Population (2011 Census)
- • Total: 20,524
- Time zone: UTC -3
- Postal code: 90100
- Dial plan: +598 2 (+7 digits)

= La Paz, Canelones =

La Paz is a small city in the Canelones Department, southern Uruguay. It gives the name to the municipality to which it belongs.

==Geography==
The city is located 2.5 km east of Route 5 on the border with Montevideo Department. It belongs to the wider Montevideo metropolitan area.

== History ==
The first Spanish inhabitants settled here in 1758, when the land was distributed to settlers for development. The railroad arrived here in 1868. The village of La Paz was founded on 28 February 1872, its name as a homage to the "Revolution of the Lances" (1870–1872). At the time it was a middle-class resort. The only Jewish cemetery of the country was created here in 1917.

On 15 May 1925, its status was elevated to "Villa" (town) by the Act of Ley Nº 7.837, while on 19 December 1957 it was further elevated to "Ciudad" (city) by the Act of Ley Nº 12.477.

The area was known for its vineyards, wine cellars and agroindustry. There were marble and granite quarries, used for the development of Montevideo and Buenos Aires, in Argentina. These quarries brought many Italian immigrants to the area. The exploitation of granite is still active. The city is also known for its meat industry.

== Population ==
According to the 2011 census, La Paz has a population of 20,524. In 2010, the Intendencia de Canelones had estimated a population of 23,500 for the municipality during the elections.

Location map of the Municipality of La Paz

| Year | Population |
|---|---|
| 1908 | 2,505 |
| 1963 | 13,226 |
| 1975 | 14,653 |
| 1985 | 16,209 |
| 1996 | 19,547 |
| 2004 | 19,832 |
| 2011 | 20,524 |

Source: Instituto Nacional de Estadística de Uruguay

==Places of worship==
- Nuestra Señora de La Paz, La Paz Church (Roman Catholic)

== Government ==
The city mayor as of July 2010 is Juan Tons.

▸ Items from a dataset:

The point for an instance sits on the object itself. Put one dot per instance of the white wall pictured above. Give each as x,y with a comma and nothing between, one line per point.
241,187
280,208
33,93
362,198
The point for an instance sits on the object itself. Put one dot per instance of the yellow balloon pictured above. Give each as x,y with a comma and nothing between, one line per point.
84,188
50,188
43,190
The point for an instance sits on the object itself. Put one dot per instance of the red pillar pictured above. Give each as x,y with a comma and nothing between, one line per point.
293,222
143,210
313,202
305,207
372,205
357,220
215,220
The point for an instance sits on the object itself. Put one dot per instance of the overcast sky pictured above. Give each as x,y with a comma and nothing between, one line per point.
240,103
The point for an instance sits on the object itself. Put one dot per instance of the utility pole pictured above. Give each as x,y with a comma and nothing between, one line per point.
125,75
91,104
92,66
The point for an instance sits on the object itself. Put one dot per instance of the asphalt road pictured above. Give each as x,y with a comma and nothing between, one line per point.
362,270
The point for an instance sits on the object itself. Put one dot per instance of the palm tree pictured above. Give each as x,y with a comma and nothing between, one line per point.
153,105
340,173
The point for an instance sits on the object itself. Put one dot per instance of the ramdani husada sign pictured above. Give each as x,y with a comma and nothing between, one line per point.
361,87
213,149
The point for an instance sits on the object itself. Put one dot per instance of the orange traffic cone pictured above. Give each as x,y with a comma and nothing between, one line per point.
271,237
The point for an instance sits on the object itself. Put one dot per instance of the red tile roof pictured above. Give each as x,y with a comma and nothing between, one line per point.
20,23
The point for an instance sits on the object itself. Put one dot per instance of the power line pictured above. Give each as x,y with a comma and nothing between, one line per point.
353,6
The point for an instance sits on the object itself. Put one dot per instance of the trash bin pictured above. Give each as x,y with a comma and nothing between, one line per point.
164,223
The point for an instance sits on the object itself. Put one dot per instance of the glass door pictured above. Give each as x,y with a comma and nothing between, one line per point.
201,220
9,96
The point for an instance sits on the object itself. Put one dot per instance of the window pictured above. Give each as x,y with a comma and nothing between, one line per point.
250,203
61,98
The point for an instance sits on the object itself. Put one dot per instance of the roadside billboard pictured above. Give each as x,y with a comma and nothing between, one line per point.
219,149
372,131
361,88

▸ CHECK YOUR UNDERSTANDING:
A – According to the text on La Paz, on what date was the village of La Paz founded?
B – Reproduce word for word the passage of the text on La Paz that begins at the words "Population (2011 Census)" and stops after "Montevideo metropolitan area.".
Draw solely on the text on La Paz.

▸ RESULTS OF THE TASKS:
A – 28 February 1872

B –
Population (2011 Census)
- • Total: 20,524
- Time zone: UTC -3
- Postal code: 90100
- Dial plan: +598 2 (+7 digits)

= La Paz, Canelones =

La Paz is a small city in the Canelones Department, southern Uruguay. It gives the name to the municipality to which it belongs.

==Geography==
The city is located 2.5 km east of Route 5 on the border with Montevideo Department. It belongs to the wider Montevideo metropolitan area.